> **Article**
--------

The newfs utility is used to initialize and clear file systems before first use. The newfs utility builds a file system on the specified special file. (We often refer to the "special file" as the "disk", although the special file need not be a physical disk. In fact, it need not even be special.) Typically the defaults are reasonable, however newfs has numerous options to allow the defaults to be selectively overridden.

The following options define the general layout policies:
-E
  Erase the content of the disk before making the filesystem. The reserved area in front of the superblock (for bootcode) will not be erased. Erasing is only relevant to flash-memory or thinly provisioned devices. Erasing may take a long time. If the device does not support BIO_DELETE, the command will fail.
-J
  Enable journaling on the new file system via gjournal. See gjournal(8) for details.
-L volname
  Add a volume label to the new file system. Legal characters are alphanumerics, dashes, and underscores.
-N
  Cause the file system parameters to be printed out without really creating the file system.
-O filesystem-type
  Use 1 to specify that a UFS1 format file system be built; use 2 to specify that a UFS2 format file system be built. The default format is UFS2.
-T disktype
  For backward compatibility.

--------

> **Entries shown**
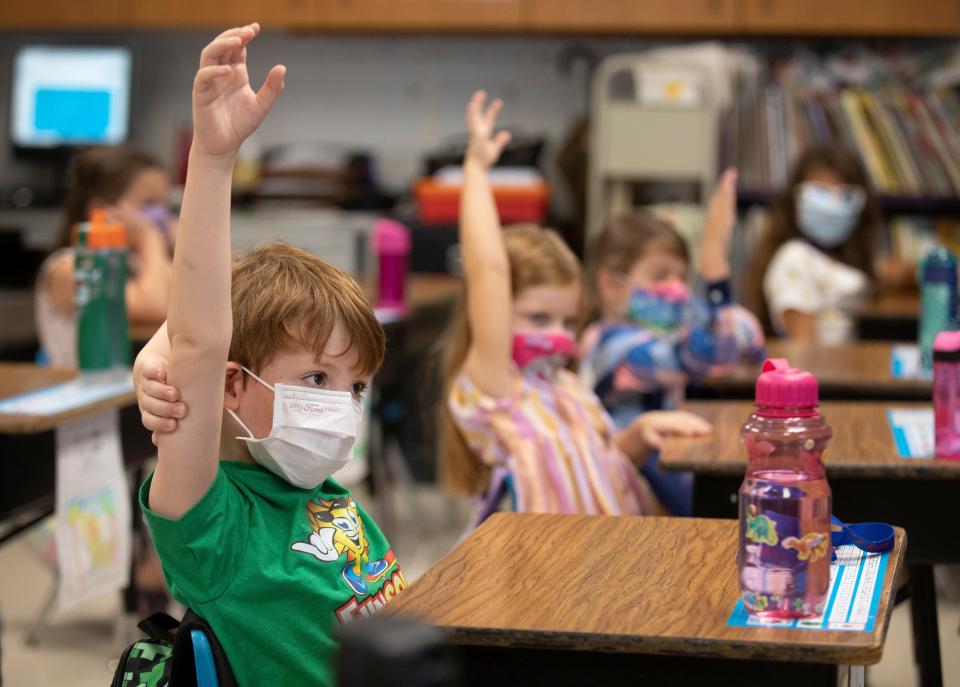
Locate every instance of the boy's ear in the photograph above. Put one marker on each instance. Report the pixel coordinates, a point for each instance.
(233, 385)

--------

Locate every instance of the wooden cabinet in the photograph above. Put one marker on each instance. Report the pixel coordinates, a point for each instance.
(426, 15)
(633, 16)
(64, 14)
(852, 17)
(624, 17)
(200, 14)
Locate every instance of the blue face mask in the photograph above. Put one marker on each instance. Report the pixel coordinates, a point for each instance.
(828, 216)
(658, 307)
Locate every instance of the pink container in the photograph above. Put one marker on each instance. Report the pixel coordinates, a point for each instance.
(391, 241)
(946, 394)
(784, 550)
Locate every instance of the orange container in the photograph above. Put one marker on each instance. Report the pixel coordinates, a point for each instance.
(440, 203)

--------

> **Tasks**
A) Answer these from the newfs text, one line each:
(i) What file system format does newfs build by default?
(ii) Which characters are allowed in a volume label?
(iii) What happens with the erase option if the device does not support BIO_DELETE?
B) Summarize the newfs text in two sentences.
C) Extend the newfs text from where it stops, describing further layout options in the same style.
The data comes from a different source than the newfs text.

> **Results of the exercise**
A)
(i) UFS2.
(ii) Alphanumerics, dashes, and underscores.
(iii) The command fails.

B) The newfs utility initializes and clears file systems by building one on a specified special file, and its defaults are usually reasonable but can be overridden with options. The options cover erasing the disk first, enabling journaling, adding a volume label, printing parameters without creating the file system, choosing UFS1 or UFS2 format, and a disktype option kept for backward compatibility.

C)
-U
  Enable soft updates on the new file system.
-a maxcontig
  Specify the maximum number of contiguous blocks that will be laid out before forcing a rotational delay. The default value is 16. See tunefs(8) for more details on how to set this option.
-b block-size
  The block size of the file system, in bytes. It must be a power of 2. The default size is 32768 bytes, and the smallest allowable size is 4096 bytes. The optimal block:fragment ratio is 8:1. Other ratios are possible, but are not recommended, and may produce poor results.
-c blocks-per-cylinder-group
  The number of blocks per cylinder group in a file system. The default is to compute the maximum allowed by the other parameters. This value is dependent on a number of other parameters, in particular the block size and the number of bytes per inode.
-d max-extent-size
  The file system may choose to store large files using extents. This parameter specifies the largest extent size that may be used. The default value is the file system blocksize. It is presently limited to a maximum value of 16 times the file system blocksize and a minimum value of the file system blocksize.
-e maxbpg
  Indicate the maximum number of blocks any single file can allocate out of a cylinder group before it is forced to begin allocating blocks from another cylinder group. The default is about one quarter of the total blocks in a cylinder group. See tunefs(8) for more details on how to set this option.
-f frag-size
  The fragment size of the file system in bytes. It must be a power of two ranging in value between blocksize/8 and blocksize. The default is 4096 bytes.
-g avgfilesize
  The expected average file size for the file system.
-h avgfpdir
  The expected average number of files per directory on the file system.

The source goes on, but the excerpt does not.